Segmentation labeling records
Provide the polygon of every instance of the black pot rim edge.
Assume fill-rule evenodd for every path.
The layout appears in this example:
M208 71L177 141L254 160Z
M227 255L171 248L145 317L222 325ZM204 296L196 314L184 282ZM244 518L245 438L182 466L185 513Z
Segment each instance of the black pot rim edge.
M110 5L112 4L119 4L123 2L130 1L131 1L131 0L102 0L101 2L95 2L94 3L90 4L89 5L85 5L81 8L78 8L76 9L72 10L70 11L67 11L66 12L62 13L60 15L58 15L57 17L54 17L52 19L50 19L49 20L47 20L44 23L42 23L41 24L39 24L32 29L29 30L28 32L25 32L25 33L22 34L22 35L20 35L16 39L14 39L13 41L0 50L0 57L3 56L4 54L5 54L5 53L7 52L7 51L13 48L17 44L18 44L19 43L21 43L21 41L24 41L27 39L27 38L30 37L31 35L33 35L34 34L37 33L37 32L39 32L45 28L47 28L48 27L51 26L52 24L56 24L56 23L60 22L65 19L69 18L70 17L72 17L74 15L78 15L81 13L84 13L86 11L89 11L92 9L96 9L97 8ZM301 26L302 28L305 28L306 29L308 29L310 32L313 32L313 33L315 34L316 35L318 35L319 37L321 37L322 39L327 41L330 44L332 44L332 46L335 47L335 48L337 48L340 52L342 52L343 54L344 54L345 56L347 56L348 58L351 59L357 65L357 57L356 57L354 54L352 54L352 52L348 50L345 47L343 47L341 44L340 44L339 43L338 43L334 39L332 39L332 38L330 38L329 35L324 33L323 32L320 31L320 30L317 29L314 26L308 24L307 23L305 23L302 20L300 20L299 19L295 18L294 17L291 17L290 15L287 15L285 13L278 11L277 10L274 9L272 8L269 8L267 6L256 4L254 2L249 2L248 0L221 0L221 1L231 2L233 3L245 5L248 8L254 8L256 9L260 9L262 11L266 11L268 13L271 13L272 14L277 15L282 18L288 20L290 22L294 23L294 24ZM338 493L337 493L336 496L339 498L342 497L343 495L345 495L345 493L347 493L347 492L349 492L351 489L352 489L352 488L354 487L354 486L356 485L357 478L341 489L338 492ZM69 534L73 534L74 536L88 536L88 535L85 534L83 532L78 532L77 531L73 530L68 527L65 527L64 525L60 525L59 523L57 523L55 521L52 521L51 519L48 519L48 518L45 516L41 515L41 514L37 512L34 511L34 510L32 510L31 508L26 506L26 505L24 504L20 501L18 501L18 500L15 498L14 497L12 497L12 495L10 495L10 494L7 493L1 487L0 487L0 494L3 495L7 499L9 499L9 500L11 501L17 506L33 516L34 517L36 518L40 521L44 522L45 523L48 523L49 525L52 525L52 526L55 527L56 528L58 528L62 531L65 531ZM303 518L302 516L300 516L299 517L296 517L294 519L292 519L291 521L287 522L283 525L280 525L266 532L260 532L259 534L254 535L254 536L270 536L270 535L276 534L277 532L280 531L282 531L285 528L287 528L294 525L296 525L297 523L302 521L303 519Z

### TASK REQUIREMENTS
Render the records as a Markdown table with two columns, Row and Record line, giving each non-blank line its own row.

### SOLVED EXERCISE
| Row | Record line |
|---|---|
| 1 | Provide the polygon of every instance of the black pot rim edge. |
| 2 | Assume fill-rule evenodd for every path. |
| 3 | The layout appears in this example: |
| 4 | M208 71L177 141L254 160Z |
| 5 | M227 255L171 248L145 317L222 325ZM204 296L196 314L184 282ZM244 518L245 438L182 466L185 513Z |
| 6 | Segment each instance of the black pot rim edge. |
| 7 | M110 5L112 4L119 4L123 2L130 1L131 1L131 0L102 0L101 2L95 2L94 3L90 4L89 5L85 5L81 8L78 8L76 9L72 10L70 11L67 11L66 12L62 13L60 15L58 15L57 17L54 17L52 19L50 19L49 20L47 20L44 23L42 23L41 24L39 24L32 29L29 30L28 32L25 32L25 33L22 34L22 35L20 35L16 39L14 39L13 41L0 50L0 57L3 56L4 54L5 54L5 53L7 52L7 51L13 48L17 44L18 44L19 43L21 43L21 41L24 41L27 39L27 38L30 37L31 35L33 35L34 34L37 33L37 32L39 32L45 28L47 28L48 27L51 26L52 24L56 24L56 23L60 22L65 19L69 18L70 17L72 17L74 15L78 15L81 13L84 13L86 11L89 11L92 9L96 9L97 8ZM301 26L302 28L305 28L306 29L308 29L310 32L313 32L313 33L315 34L316 35L318 35L319 37L321 37L322 39L327 41L330 44L332 44L332 46L335 47L335 48L337 48L340 52L342 52L343 54L344 54L345 56L347 56L348 58L351 59L357 65L357 57L356 57L354 54L352 54L352 52L348 50L345 47L343 47L341 44L340 44L339 43L338 43L334 39L332 39L332 38L330 38L329 35L324 33L323 32L320 31L320 30L317 29L314 26L308 24L307 23L305 23L302 20L300 20L299 19L295 18L294 17L291 17L290 15L287 15L285 13L278 11L277 10L274 9L272 8L269 8L267 6L256 4L254 2L249 2L248 0L221 0L221 1L231 2L233 3L245 5L248 8L254 8L256 9L260 9L262 11L266 11L268 13L271 13L272 14L277 15L282 18L288 20L290 22L294 23L294 24ZM338 493L337 493L336 496L339 498L342 497L343 495L345 495L345 493L347 493L347 492L349 492L351 489L352 489L352 488L354 487L354 486L356 485L357 478L341 489L338 492ZM69 534L73 534L74 536L88 536L88 535L85 534L83 532L78 532L77 531L73 530L68 527L65 527L64 525L60 525L59 523L57 523L55 521L52 521L51 519L48 519L48 518L45 516L41 515L41 514L37 512L34 511L34 510L32 510L31 508L26 506L26 505L24 504L20 501L18 501L18 500L15 498L14 497L12 497L12 495L10 495L10 494L7 493L1 487L0 487L0 494L3 495L7 499L9 499L9 500L11 501L17 506L33 516L34 517L36 518L40 521L44 522L45 523L48 523L49 525L52 525L52 526L55 527L56 528L58 528L62 531L65 531ZM303 518L302 516L300 516L299 517L296 517L294 519L292 519L291 521L287 522L283 525L280 525L266 532L260 532L259 534L254 535L254 536L270 536L270 535L276 534L277 532L280 531L282 531L285 528L287 528L294 525L296 525L297 523L302 521L303 519Z |